WORK REQUIRED:
Set the listing down unchanged, minus every embedded image.

+++++

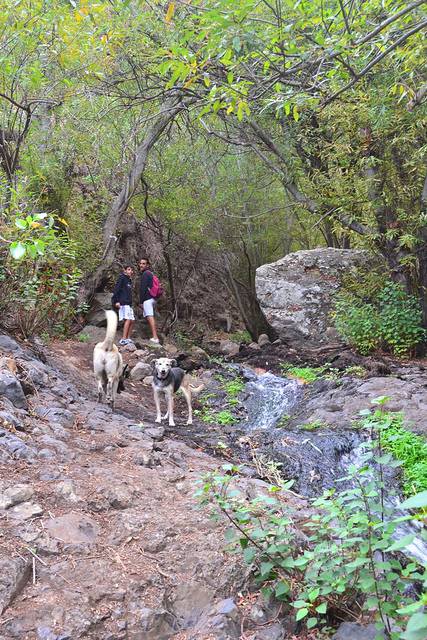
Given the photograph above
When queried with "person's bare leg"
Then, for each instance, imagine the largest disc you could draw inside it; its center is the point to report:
(152, 322)
(126, 329)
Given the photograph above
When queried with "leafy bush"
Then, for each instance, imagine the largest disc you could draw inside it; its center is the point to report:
(405, 446)
(392, 319)
(341, 561)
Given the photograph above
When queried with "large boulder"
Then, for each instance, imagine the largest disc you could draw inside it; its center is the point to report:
(296, 293)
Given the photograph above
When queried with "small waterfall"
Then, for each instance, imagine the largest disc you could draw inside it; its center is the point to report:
(269, 397)
(418, 547)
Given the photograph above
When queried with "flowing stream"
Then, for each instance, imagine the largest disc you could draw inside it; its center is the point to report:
(316, 459)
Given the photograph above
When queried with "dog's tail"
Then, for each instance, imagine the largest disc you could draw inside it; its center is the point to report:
(196, 390)
(110, 334)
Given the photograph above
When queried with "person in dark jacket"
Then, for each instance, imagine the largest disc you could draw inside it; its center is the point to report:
(122, 300)
(146, 301)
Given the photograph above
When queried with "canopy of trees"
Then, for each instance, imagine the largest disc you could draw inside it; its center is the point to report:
(240, 129)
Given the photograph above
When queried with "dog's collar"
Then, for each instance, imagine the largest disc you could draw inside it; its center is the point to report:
(168, 377)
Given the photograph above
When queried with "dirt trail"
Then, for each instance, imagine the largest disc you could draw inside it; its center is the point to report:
(103, 539)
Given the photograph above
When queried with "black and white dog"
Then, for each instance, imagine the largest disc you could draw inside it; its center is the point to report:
(169, 378)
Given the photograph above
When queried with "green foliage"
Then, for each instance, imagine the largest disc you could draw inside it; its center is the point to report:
(306, 374)
(313, 426)
(407, 447)
(392, 320)
(400, 320)
(223, 417)
(347, 559)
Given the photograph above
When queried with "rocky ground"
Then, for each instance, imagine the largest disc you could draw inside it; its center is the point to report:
(101, 537)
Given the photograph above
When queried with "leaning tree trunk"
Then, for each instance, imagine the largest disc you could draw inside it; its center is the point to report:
(120, 205)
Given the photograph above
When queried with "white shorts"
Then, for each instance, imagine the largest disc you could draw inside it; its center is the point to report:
(126, 312)
(148, 307)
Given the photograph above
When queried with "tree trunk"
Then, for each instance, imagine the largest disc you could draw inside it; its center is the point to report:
(120, 205)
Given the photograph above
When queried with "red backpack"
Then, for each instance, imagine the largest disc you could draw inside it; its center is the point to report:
(156, 289)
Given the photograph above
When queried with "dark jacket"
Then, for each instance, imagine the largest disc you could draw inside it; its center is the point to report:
(145, 283)
(122, 291)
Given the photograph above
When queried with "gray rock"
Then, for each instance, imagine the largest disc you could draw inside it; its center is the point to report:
(14, 447)
(263, 339)
(9, 345)
(14, 573)
(151, 624)
(296, 293)
(274, 631)
(73, 528)
(91, 333)
(26, 510)
(15, 494)
(11, 388)
(229, 348)
(140, 371)
(96, 315)
(222, 622)
(354, 631)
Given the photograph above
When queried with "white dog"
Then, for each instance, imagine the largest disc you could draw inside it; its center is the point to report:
(168, 378)
(108, 362)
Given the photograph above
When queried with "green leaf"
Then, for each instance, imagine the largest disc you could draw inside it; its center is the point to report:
(416, 502)
(17, 250)
(322, 608)
(301, 614)
(402, 543)
(266, 567)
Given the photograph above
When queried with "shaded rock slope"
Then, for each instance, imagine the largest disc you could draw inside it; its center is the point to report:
(100, 538)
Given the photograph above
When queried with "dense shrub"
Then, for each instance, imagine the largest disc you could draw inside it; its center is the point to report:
(391, 320)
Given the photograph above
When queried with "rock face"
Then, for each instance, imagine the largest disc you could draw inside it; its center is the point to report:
(296, 293)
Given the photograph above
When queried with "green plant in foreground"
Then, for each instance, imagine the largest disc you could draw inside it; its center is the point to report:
(312, 426)
(221, 417)
(392, 319)
(347, 560)
(407, 447)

+++++

EXERCISE RESULT:
Given the photograph above
When queried with "person's bare leg"
Then, for each instance, imagine the largest disc you could draw inside it; its center is the point to report:
(152, 322)
(126, 329)
Given the photograph above
When queried with "leafy bush"
Then, for each instance, imagine the largest disc you could draw inside it; its center is the point to report:
(405, 446)
(392, 319)
(341, 561)
Given the photograph above
When queried with "large boulder"
Then, for each instance, imagine the largest disc you could draw inside it; its center is the point to report:
(296, 293)
Given the photograph above
When queried with "small waterfall"
Then, for each instance, imagine the largest disc you could draw inside it; its center is the point to report:
(269, 397)
(418, 547)
Given the photograph above
When queried with "flowing stream"
Then, for each instance, imagine the largest disc you could draw inside it; its center is the point to report:
(316, 459)
Given the photograph above
When queried with "dog's tail"
Then, for each instance, imagine the largest disc you could draw inside it; its center is the point to report:
(196, 390)
(110, 334)
Given the photograph above
When queried with "person in dark jacket"
Then, for each instance, imagine the largest disc you could draw inside it; its center is the point to report:
(122, 300)
(146, 301)
Given the photograph above
When queried with "canopy of trees"
Then, for each instance, imagine the largest disc you could draw inside it; its center is the point to report:
(240, 129)
Given the photograph above
When queried with "dog's collar"
Then, for each instance, imagine the largest disc you could draw inside it; its center is the point to report:
(168, 377)
Given the photograph above
When queried with "dirt trail"
Then, for each instance, imagine the largest disc you could draw inside it; its center is the point to report:
(103, 539)
Given the photograph above
When queried with "black and white dog"
Then, for each instance, imagine the largest disc you could draw inside it; its center is the point to report:
(169, 378)
Given the photograph above
When queried with "green foliage"
Then, for each instance, imagine the largest disc you could draw inside it; its center is the point to report:
(306, 374)
(313, 426)
(407, 447)
(392, 320)
(400, 320)
(223, 417)
(347, 559)
Given the photograph above
When queried with "rocky ground"
Then, for each instance, imagine the largest disc you could draw inside it; its center is the point to report:
(101, 537)
Given the photograph above
When queried with "leaning tree trunk"
Then, for each instance, imagine the largest disc you could draw inside it; its center is the point to report:
(120, 205)
Given the photograph above
When queried with "white shorts"
Then, for each instance, imagine the largest disc you could draw inside it; its center is the point to report:
(126, 312)
(148, 307)
Given the photograph above
When queried with "tree trunk"
Then, for each instance, imagine the largest disc you could draw inside it; its center is the point to report:
(120, 205)
Given the photograph above
When queried with "red backpack"
Then, for each instance, imagine the largest disc you could draw inside it; its center is the point to report:
(156, 289)
Given the photograph above
When queried with "dark jacket"
Then, for each instance, imagine the largest disc you could draw inside it; its center is the point to report:
(145, 283)
(122, 291)
Given the photograph above
When queried with "gray rock"
Then, for each instance, imagine the largest disc you could draw inside it; its center is the point to report:
(14, 447)
(263, 339)
(9, 345)
(14, 573)
(151, 624)
(296, 293)
(274, 631)
(73, 528)
(91, 333)
(26, 510)
(15, 494)
(11, 388)
(229, 348)
(140, 371)
(96, 315)
(222, 622)
(354, 631)
Given the photograph above
When queried with "white dog"
Then, for each instance, imagine the largest disc you could draw inside it; its center is the point to report:
(168, 378)
(108, 362)
Given the photograph above
When queried with "green leaf"
Then, for each instance, imagine the largest disc you could draw inside it; its center is the point to report:
(416, 502)
(17, 250)
(322, 608)
(301, 614)
(402, 543)
(266, 567)
Given the photograph above
When queried with "shaded rock slope"
Then, for each instance, imagine the largest disc you could draw inside it; its center is the point to report:
(100, 538)
Given the photograph above
When queried with "dense shrub"
Then, for each instance, imagine the largest disc you could draw inside it; its center is the point to report:
(391, 320)
Given the photograph above
When queried with "rock face"
Then, for each instance, imagine the largest disc you could draw inside it; its center is the point to report:
(296, 293)
Given the photograph above
When queried with "green plant in foreground"
Then, for each instance, imagine the largest disc you could draw inside it; its center is the point to report:
(312, 426)
(221, 417)
(392, 319)
(347, 560)
(407, 447)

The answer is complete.